> [Given request 1]:
Return, unchanged, the part of the listing that opens with the line containing "If any price" and closes with the line containing "284, 269, 338, 296".
:::
Graduation Year

2018

Document Type

Dissertation

Degree

Ph.D.

Degree Name

Doctor of Philosophy (Ph.D.)

Degree Granting Department

Physics

Major Professor

Hariharan Srikanth, Ph.D.

Co-Major Professor

Manh-Huong Phan, Ph.D.

Committee Member

Xiaomei Jiang, Ph.D.

Committee Member

Sarath Witanachchi, Ph.D.

Committee Member

Jiangfeng Zhou, Ph.D.

Keywords

spin diffusion length, Spin Hall magnetoresistance, Spin Seebeck effect, spins transport

Abstract

In recent years, Spin Seebeck effect (SSE) emerges as one of the efficient and easiest ways to generate pure spin current for spintronics devices. In this dissertation, we have systematically studied the SSE and related phenomena like spin Hall magneto-resistance (SMR), anomalous Nernst effect (ANE) in functional magnetic oxides for both fundamental understanding of their origins and practical ways to apply into technological devices. The research has been performed on three different systems of topical interest: (i) Y3Fe5O12 (YIG)/Pt and YIG/C60/Pt, (ii) CoFe2O4 (CFO)/Pt and CFO/C60/Pt, and (iii) Nd0.6Sr0.4MnO3 (NSMO).

In case of the YIG/Pt structure, we have achieved a new consensus regarding the temperature dependence of the longitudinal SSE (LSSE). For the first time, we have demonstrated the temperature dependence of LSSE in association with the magnetocrystalline anisotropy (HK) and surface perpendicular magnetic anisotropy field (HKS) of YIG in the same YIG/Pt system. We show that on lowering temperature, the sharp drop in LSSE signal (VLSSE) and the sudden increases in HK and HKS at ~175 K are associated with the spin reorientation due to single ion anisotropy of Fe2+ ions. The VLSSE peak at ~75 K is attributed to the HKS and MS (saturation magnetization) whose peaks also occur at the same temperature. The effects of surface and bulk magnetic anisotropies are corroborated with those of thermally excited magnon number and magnon propagation length to satisfactorily explain the temperature dependence of LSSE in the Pt/YIG system.
:::
> [Given request 2]:
From the dissertation page on the spin Seebeck effect, retype word for word the part that opens with the words containing "Jiangfeng Zhou, Ph.D." and closes with "(iii) Nd0.6Sr0.4MnO3 (NSMO).".
:::
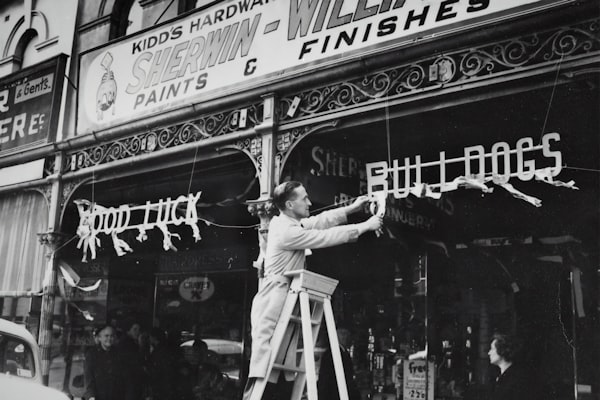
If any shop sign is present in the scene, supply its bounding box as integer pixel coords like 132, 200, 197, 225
179, 276, 215, 303
366, 133, 577, 207
74, 192, 202, 262
158, 247, 247, 273
0, 56, 66, 155
77, 0, 571, 133
403, 360, 435, 400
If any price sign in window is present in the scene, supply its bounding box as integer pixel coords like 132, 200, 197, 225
404, 360, 435, 400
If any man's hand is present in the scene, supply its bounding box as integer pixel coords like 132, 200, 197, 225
365, 215, 383, 231
346, 196, 369, 215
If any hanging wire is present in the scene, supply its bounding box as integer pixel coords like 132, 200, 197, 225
188, 146, 198, 193
198, 218, 260, 229
385, 96, 392, 166
52, 235, 79, 254
540, 54, 564, 143
563, 165, 600, 172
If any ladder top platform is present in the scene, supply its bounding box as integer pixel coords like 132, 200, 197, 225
284, 269, 338, 296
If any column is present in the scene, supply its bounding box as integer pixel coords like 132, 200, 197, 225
38, 154, 65, 385
248, 94, 279, 279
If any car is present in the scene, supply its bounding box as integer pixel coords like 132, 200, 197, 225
0, 319, 69, 400
181, 339, 244, 381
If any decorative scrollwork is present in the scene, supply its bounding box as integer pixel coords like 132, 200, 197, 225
43, 157, 56, 177
275, 120, 339, 176
64, 103, 263, 171
277, 19, 600, 123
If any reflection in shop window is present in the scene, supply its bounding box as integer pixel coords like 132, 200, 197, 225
0, 335, 35, 378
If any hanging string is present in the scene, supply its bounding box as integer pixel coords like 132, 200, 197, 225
188, 146, 198, 193
385, 96, 392, 165
52, 235, 79, 254
540, 54, 564, 143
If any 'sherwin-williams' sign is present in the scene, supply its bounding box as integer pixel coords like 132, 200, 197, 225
77, 0, 572, 133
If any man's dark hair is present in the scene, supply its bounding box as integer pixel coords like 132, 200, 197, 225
492, 333, 520, 362
273, 181, 302, 211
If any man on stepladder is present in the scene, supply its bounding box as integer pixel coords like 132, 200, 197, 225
243, 181, 382, 400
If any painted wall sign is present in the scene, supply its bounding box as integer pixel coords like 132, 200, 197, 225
77, 0, 570, 133
74, 192, 202, 262
179, 276, 215, 303
366, 133, 577, 207
0, 56, 66, 155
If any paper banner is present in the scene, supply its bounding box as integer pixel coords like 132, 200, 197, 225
534, 167, 579, 190
500, 183, 542, 207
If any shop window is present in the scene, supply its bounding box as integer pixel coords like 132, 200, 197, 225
:::
> [Worked solution 1]:
If any price sign in window is present in the scene, supply its bounding box as integer pixel coords like 132, 200, 197, 225
404, 360, 435, 400
If any man's hand is present in the scene, supply its bounding box as integer pixel coords like 132, 200, 197, 225
365, 215, 383, 231
346, 196, 369, 215
If any hanging wire is present in the scene, supply its bounding box as integer pixel coords like 132, 200, 197, 225
188, 146, 198, 193
198, 218, 260, 229
385, 96, 392, 166
52, 235, 79, 254
540, 54, 564, 143
563, 165, 600, 172
If any ladder top platform is present in the scene, supply its bounding box as integer pixel coords like 132, 200, 197, 225
284, 269, 338, 296

> [Worked solution 2]:
Jiangfeng Zhou, Ph.D.

Keywords

spin diffusion length, Spin Hall magnetoresistance, Spin Seebeck effect, spins transport

Abstract

In recent years, Spin Seebeck effect (SSE) emerges as one of the efficient and easiest ways to generate pure spin current for spintronics devices. In this dissertation, we have systematically studied the SSE and related phenomena like spin Hall magneto-resistance (SMR), anomalous Nernst effect (ANE) in functional magnetic oxides for both fundamental understanding of their origins and practical ways to apply into technological devices. The research has been performed on three different systems of topical interest: (i) Y3Fe5O12 (YIG)/Pt and YIG/C60/Pt, (ii) CoFe2O4 (CFO)/Pt and CFO/C60/Pt, and (iii) Nd0.6Sr0.4MnO3 (NSMO).